• ABOUT THIS EXERCISE:
What lines below include the string "submerged"? Pick them out and copy them.
--- --- ---
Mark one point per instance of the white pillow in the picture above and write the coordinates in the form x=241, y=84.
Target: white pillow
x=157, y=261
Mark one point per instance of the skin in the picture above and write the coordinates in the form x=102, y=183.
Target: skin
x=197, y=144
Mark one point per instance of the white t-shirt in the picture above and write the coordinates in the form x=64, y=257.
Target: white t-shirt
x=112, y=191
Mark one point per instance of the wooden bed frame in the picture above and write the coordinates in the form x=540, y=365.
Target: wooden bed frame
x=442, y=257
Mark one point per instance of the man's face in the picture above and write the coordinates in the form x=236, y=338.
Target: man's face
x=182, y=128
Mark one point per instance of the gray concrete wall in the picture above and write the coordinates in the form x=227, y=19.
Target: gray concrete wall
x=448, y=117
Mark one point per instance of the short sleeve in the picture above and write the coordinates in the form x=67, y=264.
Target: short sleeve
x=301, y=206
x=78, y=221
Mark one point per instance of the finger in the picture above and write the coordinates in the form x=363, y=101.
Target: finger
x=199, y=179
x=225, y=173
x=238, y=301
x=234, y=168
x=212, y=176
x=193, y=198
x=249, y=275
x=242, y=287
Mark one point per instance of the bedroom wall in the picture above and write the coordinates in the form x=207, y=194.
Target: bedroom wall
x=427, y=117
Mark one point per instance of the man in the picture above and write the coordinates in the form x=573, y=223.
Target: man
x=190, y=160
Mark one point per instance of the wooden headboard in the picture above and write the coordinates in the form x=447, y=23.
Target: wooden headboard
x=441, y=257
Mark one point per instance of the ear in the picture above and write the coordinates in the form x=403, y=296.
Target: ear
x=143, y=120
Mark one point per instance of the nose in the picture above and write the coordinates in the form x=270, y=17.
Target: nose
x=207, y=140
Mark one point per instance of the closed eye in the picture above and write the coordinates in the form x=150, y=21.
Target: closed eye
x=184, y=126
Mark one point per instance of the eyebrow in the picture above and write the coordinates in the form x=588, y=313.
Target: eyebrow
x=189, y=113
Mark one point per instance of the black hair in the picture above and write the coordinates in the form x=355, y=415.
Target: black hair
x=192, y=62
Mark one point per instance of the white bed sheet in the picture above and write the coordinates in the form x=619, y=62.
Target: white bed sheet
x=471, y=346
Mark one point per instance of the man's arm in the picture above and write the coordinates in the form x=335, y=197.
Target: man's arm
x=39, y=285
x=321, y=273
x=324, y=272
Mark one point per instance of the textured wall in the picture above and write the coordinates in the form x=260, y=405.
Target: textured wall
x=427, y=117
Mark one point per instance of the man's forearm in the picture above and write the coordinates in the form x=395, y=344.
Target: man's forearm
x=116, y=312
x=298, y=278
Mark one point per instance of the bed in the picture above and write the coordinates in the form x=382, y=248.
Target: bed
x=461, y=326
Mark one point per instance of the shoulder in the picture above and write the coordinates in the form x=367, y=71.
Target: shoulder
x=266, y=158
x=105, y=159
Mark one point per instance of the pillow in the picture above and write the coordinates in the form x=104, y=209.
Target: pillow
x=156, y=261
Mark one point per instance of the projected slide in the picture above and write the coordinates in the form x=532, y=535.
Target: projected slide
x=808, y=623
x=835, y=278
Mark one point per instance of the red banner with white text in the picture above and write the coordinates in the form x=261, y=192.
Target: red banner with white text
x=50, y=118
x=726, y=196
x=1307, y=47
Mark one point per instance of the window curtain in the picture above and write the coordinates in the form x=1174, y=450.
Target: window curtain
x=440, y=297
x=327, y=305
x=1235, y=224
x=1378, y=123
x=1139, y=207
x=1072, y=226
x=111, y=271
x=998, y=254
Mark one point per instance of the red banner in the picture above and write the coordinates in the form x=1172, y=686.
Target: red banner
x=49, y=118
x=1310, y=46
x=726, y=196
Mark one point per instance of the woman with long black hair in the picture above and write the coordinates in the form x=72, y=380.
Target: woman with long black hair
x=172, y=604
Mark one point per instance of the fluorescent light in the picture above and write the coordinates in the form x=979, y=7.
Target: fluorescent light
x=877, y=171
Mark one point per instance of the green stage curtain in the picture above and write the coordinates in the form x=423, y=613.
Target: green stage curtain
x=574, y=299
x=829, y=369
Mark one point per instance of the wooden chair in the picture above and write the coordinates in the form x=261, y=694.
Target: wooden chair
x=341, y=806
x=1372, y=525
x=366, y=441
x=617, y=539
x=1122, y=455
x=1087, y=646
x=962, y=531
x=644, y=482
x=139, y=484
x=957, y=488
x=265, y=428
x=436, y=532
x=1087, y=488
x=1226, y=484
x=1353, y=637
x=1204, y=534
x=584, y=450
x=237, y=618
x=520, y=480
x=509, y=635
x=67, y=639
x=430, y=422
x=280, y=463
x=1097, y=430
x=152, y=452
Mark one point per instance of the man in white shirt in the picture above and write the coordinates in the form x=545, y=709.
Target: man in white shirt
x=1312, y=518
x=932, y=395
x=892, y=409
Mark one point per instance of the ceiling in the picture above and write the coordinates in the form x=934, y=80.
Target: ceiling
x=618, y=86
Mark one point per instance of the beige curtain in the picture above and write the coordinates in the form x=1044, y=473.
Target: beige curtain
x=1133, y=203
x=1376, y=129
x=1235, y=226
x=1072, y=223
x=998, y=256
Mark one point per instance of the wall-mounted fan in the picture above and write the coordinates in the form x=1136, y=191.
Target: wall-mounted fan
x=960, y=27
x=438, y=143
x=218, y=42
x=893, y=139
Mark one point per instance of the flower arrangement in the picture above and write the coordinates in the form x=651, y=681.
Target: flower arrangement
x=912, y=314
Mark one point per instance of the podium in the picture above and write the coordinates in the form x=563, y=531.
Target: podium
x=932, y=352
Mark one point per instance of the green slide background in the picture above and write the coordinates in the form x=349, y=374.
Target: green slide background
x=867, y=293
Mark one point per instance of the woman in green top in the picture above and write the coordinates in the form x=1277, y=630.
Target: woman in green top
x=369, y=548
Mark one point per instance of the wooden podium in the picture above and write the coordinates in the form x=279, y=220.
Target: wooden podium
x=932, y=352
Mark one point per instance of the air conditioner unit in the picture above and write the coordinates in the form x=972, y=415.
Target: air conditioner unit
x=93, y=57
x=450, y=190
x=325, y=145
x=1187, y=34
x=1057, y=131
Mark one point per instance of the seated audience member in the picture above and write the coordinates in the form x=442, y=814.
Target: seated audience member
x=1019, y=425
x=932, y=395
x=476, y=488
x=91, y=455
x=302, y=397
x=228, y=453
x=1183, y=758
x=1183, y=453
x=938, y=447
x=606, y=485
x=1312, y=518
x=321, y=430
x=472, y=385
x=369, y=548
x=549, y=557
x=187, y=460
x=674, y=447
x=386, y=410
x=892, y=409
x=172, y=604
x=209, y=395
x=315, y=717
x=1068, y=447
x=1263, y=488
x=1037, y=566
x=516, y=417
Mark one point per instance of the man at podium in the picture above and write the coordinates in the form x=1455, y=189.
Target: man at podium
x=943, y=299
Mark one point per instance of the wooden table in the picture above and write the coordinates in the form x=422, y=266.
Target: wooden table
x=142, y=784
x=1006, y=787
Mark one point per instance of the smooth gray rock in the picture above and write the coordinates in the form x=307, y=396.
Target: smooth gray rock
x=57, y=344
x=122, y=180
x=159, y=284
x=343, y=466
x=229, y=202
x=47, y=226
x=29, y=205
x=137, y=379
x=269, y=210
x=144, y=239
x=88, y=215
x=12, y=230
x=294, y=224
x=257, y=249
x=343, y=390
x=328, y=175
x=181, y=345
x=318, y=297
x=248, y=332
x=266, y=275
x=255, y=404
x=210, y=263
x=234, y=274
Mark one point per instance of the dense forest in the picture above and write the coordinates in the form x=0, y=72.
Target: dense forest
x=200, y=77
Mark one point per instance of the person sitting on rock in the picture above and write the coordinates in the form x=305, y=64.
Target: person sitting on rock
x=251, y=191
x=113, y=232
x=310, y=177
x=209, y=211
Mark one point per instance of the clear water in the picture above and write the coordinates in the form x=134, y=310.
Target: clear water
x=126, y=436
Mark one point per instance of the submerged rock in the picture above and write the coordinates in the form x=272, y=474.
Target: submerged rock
--- --- ---
• EXERCISE SOLUTION:
Mark one point per instance of the submerged rock in the picture above and write the coordinates in the form x=272, y=474.
Target: submerged rock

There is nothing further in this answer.